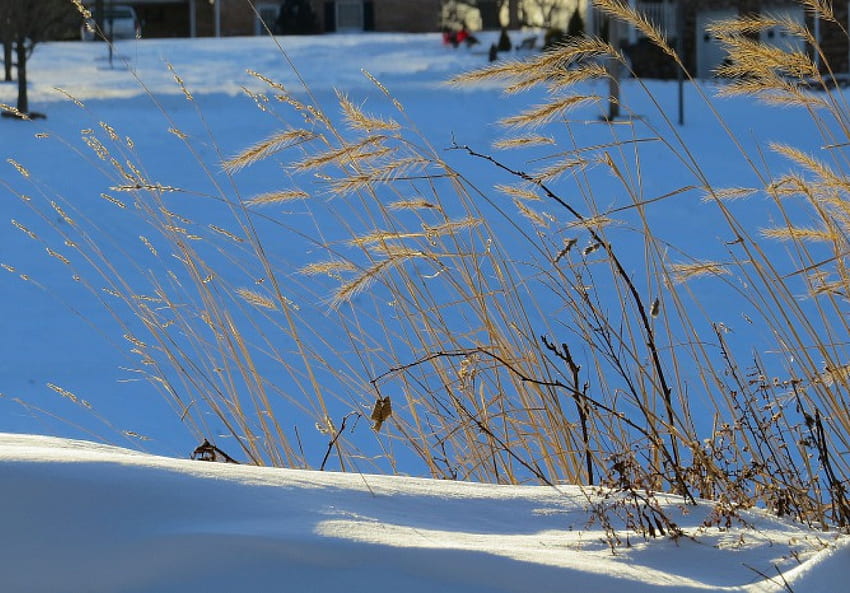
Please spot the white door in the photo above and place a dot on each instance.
(268, 17)
(710, 54)
(778, 36)
(349, 15)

SET TASK =
Please rewrite all the rows with their wording unchanged. Multiply each coordinate by 2.45, round to the nearest whole number with halves rounding up, and leave out the pictures.

THE OUTPUT =
Please spot the white door in the photo above and place a dot on each instance.
(657, 42)
(1740, 132)
(1906, 88)
(855, 37)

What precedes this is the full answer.